### PASSAGE GIVEN
# # # #

# Ultracal 30 plaster



## HalloweenRick (Nov 25, 2005)

One of the things that bugs me about living in a rural area is the inability to find items. One is this Ultracal 30 plaster that I'm attempting to use to make these Corkus arms. I have checked 2 drywal supply houses, different paint shops, and checked the Lowe's and Depot websites. I'm getting nowhere. I'm wondering if anyone knows of a national chain that would have this stuff, or if not, would using Plaster of Paris be that big a deal? Thanks for any help you can give.


----------



## ruafraid (Jan 3, 2006)

HR I has the same problem here in TN not many ceramic places here and none of the hardware shops or supply houses carried it. I found a local place by going to plaster.com and looking at the distributors. I found that Porter Warner in my area carried it they are a huge outfit and to my surprise they had a city office and sell to anyone so the min amout was a 100lb bag for 30.00 I think. They also carry clay for sculpting and the pottery plaster. Here is a link to your area for USG distributor:
http://www.gypsumsolutions.com/distributor/StateDistributors.asp?t=D&state=8

I hope you find some soon.


----------



## HalloweenRick (Nov 25, 2005)

# # # #

### INFORMATION GIVEN

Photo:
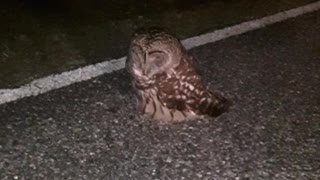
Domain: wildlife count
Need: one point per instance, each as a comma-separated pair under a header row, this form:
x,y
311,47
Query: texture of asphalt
x,y
90,130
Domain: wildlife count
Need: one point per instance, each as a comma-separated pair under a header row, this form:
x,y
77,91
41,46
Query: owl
x,y
166,83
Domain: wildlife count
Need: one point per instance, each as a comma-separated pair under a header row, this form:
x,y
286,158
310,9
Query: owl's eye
x,y
157,58
155,61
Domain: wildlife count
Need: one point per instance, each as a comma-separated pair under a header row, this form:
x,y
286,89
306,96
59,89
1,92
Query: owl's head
x,y
153,51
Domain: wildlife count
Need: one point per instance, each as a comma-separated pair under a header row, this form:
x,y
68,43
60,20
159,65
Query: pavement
x,y
43,37
91,130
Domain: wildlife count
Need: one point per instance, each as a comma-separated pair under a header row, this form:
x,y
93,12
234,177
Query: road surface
x,y
91,130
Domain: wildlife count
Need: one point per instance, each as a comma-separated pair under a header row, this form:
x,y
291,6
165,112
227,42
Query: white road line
x,y
55,81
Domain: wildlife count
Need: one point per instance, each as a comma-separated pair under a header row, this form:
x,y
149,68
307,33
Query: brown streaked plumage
x,y
167,86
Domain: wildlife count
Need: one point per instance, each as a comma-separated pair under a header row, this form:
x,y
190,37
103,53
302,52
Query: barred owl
x,y
168,87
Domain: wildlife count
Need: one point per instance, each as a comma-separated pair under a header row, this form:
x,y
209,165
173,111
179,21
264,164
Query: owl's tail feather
x,y
218,105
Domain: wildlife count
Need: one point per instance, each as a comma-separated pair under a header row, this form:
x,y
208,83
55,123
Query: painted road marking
x,y
55,81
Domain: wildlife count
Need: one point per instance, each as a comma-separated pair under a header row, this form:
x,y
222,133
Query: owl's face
x,y
151,53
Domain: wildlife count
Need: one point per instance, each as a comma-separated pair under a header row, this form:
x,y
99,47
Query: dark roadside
x,y
90,130
39,38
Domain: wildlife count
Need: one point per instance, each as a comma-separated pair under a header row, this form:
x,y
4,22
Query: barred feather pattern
x,y
172,91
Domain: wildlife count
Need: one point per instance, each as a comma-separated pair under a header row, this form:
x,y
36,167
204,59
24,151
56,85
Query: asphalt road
x,y
90,130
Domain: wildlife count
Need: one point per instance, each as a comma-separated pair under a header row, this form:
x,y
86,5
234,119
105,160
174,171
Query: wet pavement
x,y
45,37
90,130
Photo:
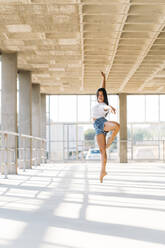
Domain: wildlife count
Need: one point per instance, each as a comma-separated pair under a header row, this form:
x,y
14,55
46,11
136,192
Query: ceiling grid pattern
x,y
66,43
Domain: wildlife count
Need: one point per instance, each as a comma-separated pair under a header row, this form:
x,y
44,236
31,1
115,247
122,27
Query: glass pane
x,y
152,108
63,108
135,108
83,104
162,106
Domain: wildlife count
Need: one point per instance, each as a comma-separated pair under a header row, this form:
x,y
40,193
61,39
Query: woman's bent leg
x,y
114,127
102,146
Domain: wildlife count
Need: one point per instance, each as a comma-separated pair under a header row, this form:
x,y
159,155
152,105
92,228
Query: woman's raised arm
x,y
103,82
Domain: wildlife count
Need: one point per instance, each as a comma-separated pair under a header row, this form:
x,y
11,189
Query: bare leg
x,y
114,127
102,146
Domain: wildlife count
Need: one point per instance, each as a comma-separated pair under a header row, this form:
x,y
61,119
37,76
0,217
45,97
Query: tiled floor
x,y
65,206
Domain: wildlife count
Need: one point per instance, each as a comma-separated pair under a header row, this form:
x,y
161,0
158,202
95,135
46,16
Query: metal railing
x,y
20,150
144,150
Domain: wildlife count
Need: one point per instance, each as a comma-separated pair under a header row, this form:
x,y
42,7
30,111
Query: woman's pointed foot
x,y
108,145
102,174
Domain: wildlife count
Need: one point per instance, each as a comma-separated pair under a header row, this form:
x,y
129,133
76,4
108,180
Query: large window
x,y
70,131
146,127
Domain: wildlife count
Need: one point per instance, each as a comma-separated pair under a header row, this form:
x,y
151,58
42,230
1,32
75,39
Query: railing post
x,y
6,156
24,153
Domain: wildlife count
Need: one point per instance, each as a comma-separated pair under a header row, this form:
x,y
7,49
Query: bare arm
x,y
110,107
102,85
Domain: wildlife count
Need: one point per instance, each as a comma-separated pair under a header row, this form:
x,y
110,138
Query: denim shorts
x,y
99,125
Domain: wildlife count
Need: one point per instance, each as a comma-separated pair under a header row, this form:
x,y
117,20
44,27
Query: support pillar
x,y
36,119
9,107
43,122
25,115
123,127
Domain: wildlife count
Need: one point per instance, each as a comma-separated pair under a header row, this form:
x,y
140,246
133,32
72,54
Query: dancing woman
x,y
102,125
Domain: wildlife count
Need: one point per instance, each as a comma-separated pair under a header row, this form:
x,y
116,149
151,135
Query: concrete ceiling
x,y
66,43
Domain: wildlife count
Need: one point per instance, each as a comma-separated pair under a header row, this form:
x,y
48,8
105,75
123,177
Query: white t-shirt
x,y
98,110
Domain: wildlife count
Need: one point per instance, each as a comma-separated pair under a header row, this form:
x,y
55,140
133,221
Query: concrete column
x,y
25,115
9,106
36,119
43,116
43,122
123,127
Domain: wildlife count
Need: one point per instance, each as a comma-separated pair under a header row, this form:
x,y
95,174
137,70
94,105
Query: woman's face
x,y
100,96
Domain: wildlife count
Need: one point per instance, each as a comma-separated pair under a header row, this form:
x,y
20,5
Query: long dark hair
x,y
104,94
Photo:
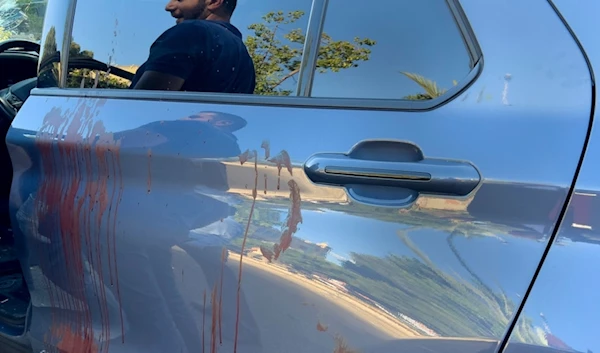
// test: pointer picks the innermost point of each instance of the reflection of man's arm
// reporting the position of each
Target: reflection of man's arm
(159, 81)
(173, 58)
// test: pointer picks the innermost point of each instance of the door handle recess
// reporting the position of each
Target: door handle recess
(430, 176)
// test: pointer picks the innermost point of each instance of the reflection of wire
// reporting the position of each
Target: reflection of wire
(450, 241)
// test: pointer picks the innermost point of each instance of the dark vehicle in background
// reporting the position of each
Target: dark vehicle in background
(416, 176)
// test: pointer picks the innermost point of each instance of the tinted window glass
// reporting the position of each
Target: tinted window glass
(120, 33)
(389, 49)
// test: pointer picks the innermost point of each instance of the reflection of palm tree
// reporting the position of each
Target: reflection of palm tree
(431, 88)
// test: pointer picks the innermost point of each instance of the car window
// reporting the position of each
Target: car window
(120, 33)
(390, 49)
(396, 50)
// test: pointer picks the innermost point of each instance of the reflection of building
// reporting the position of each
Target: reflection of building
(331, 283)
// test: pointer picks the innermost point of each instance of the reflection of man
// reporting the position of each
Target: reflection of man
(203, 52)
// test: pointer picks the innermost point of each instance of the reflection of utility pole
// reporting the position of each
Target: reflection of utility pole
(507, 79)
(545, 323)
(477, 279)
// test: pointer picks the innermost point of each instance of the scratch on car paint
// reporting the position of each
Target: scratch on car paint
(149, 170)
(239, 288)
(341, 346)
(321, 327)
(294, 218)
(84, 152)
(265, 191)
(267, 147)
(72, 342)
(281, 160)
(223, 258)
(203, 321)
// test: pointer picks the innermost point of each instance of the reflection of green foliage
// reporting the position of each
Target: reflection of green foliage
(414, 286)
(430, 87)
(35, 18)
(34, 10)
(276, 61)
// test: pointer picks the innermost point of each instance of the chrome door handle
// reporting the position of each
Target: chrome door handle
(430, 176)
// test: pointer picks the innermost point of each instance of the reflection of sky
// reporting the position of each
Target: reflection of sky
(409, 43)
(488, 258)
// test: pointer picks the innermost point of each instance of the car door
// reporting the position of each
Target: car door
(390, 186)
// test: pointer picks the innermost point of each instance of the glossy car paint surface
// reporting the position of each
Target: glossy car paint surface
(565, 297)
(132, 215)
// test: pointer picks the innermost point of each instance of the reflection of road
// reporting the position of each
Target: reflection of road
(287, 309)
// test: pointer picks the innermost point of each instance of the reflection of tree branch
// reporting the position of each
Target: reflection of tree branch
(292, 73)
(477, 279)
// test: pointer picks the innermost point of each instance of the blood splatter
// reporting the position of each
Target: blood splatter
(267, 147)
(282, 159)
(149, 182)
(74, 201)
(294, 217)
(321, 327)
(239, 288)
(267, 253)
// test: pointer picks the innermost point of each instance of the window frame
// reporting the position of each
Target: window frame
(307, 73)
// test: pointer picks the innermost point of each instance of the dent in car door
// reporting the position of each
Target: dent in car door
(117, 183)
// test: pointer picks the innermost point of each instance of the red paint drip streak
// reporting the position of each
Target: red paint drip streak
(114, 231)
(70, 237)
(223, 253)
(239, 289)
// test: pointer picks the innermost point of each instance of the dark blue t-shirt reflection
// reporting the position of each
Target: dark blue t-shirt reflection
(209, 55)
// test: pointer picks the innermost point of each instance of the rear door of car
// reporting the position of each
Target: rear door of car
(396, 175)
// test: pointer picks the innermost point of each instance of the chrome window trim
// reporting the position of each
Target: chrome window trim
(466, 31)
(312, 42)
(249, 99)
(66, 43)
(316, 24)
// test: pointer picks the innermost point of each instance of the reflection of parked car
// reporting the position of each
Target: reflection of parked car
(339, 211)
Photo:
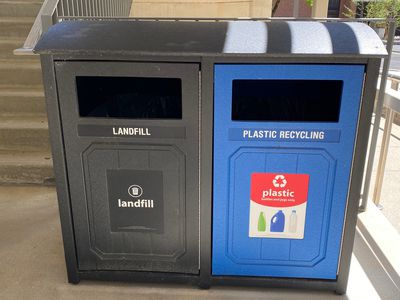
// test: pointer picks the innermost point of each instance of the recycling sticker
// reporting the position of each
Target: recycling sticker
(278, 203)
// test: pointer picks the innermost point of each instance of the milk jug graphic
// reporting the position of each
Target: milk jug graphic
(293, 222)
(262, 224)
(278, 222)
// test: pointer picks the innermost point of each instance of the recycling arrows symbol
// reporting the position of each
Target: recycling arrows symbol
(279, 181)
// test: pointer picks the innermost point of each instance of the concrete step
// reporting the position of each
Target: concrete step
(15, 26)
(20, 72)
(24, 134)
(19, 8)
(22, 101)
(7, 46)
(26, 168)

# # # #

### SHORT TASK A
In the forum thread about Ultracal 30 plaster, which website did ruafraid check to find a local distributor?
### SHORT TASK B
Carry the forum thread about Ultracal 30 plaster forward from the point where it stops.

### TASK OUTPUT A
plaster.com

### TASK OUTPUT B
Ruafraid, thank you very much for your help. It looks like the nearest place according to this is Philadelpha, so I'm going to try to buy some form Plaster.com per your reply. Thanks again!


----------



## Dr Morbius (Sep 21, 2004)

Isn't that the best thing about this forum? People helping each other out..way cool!


----------



## mrklaw (Nov 11, 2005)

Do you have a hobby supply store in your area? A lot of hobby stores that specialize in model trains sell Ultracal. I bought a 2-quart carton of it years ago for making cub scout neckerchief slides.


----------



## Dr Morbius (Sep 21, 2004)

mrklaw said:


> Do you have a hobby supply store in your area? A lot of hobby stores that specialize in model trains sell Ultracal. I bought a 2-quart carton of it years ago for making cub scout neckerchief slides.


NERD! LOL...Just kidding.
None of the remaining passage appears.